### Task details:
The records that follow must be repeated exactly as they stand.
----- Provided data -----
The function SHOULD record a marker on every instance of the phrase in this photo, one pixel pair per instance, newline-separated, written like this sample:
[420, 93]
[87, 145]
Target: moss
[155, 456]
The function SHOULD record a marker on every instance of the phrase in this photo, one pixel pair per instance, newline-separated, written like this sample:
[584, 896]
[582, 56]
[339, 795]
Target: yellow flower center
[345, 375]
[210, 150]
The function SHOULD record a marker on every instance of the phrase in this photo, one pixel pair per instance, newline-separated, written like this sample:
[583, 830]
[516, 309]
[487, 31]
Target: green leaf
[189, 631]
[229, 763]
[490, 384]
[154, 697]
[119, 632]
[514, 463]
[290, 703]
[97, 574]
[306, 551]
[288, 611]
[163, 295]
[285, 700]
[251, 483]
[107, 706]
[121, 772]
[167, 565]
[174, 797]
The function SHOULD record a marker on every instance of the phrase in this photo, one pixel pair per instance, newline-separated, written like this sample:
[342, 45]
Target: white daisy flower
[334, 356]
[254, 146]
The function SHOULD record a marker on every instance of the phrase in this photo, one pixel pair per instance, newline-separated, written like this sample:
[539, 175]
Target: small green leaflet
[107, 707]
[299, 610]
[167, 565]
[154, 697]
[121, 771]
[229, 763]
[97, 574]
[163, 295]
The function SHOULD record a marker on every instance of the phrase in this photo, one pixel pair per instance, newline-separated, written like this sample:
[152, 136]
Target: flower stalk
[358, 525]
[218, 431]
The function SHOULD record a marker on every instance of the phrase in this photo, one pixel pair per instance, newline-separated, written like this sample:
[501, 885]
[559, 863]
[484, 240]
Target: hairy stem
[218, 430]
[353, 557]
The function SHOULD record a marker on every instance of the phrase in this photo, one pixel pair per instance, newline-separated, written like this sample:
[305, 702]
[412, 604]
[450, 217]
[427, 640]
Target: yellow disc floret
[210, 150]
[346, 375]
-----
### Answer box:
The function SHOULD record a marker on every instance of the phrase in this photo, one pixel pair per instance, newline-separated, written like this sample:
[420, 93]
[87, 145]
Target: moss
[155, 456]
The function SHOULD record a marker on every instance of the phrase in this photo, one pixel pair per instance, newline-separated, written like this sample:
[584, 896]
[582, 56]
[339, 795]
Target: yellow flower center
[345, 375]
[210, 150]
The function SHOULD record a marker on every instance of the phrase in this photo, one pixel pair per instance, newline-separated, written like this sample:
[583, 830]
[516, 309]
[487, 31]
Target: green leaf
[189, 631]
[229, 763]
[490, 384]
[154, 697]
[119, 632]
[514, 463]
[290, 703]
[97, 574]
[306, 551]
[288, 611]
[163, 295]
[285, 700]
[251, 483]
[107, 706]
[121, 772]
[167, 565]
[174, 797]
The function SHOULD record a marker on every instance of the phrase in this photo, one pixel pair per instance, newline-separated, written like this sample:
[342, 45]
Target: white daisy flower
[334, 356]
[254, 146]
The function SHOULD record a marker on every instance of the phrase in this photo, one pixel pair per instance, newline-separated, written like this sample:
[539, 175]
Target: small green leaflet
[107, 707]
[299, 610]
[167, 565]
[154, 697]
[121, 771]
[229, 763]
[97, 574]
[163, 295]
The function SHOULD record a marker on every instance of the phrase in this photo, one pixel pair per instance, newline-separated, written like this sample:
[152, 136]
Target: flower stalk
[358, 525]
[218, 431]
The function SHOULD record a marker on every instance of the phrase in this photo, one pixel pair per instance, newline-separated, written like this sample:
[501, 885]
[559, 863]
[484, 240]
Target: hairy stem
[218, 430]
[353, 557]
The function SHOULD record a marker on every instance of the phrase in this photo, one pixel pair per instance, newline-separated, written like this sample:
[305, 702]
[412, 604]
[450, 217]
[427, 640]
Target: yellow disc floret
[210, 150]
[346, 375]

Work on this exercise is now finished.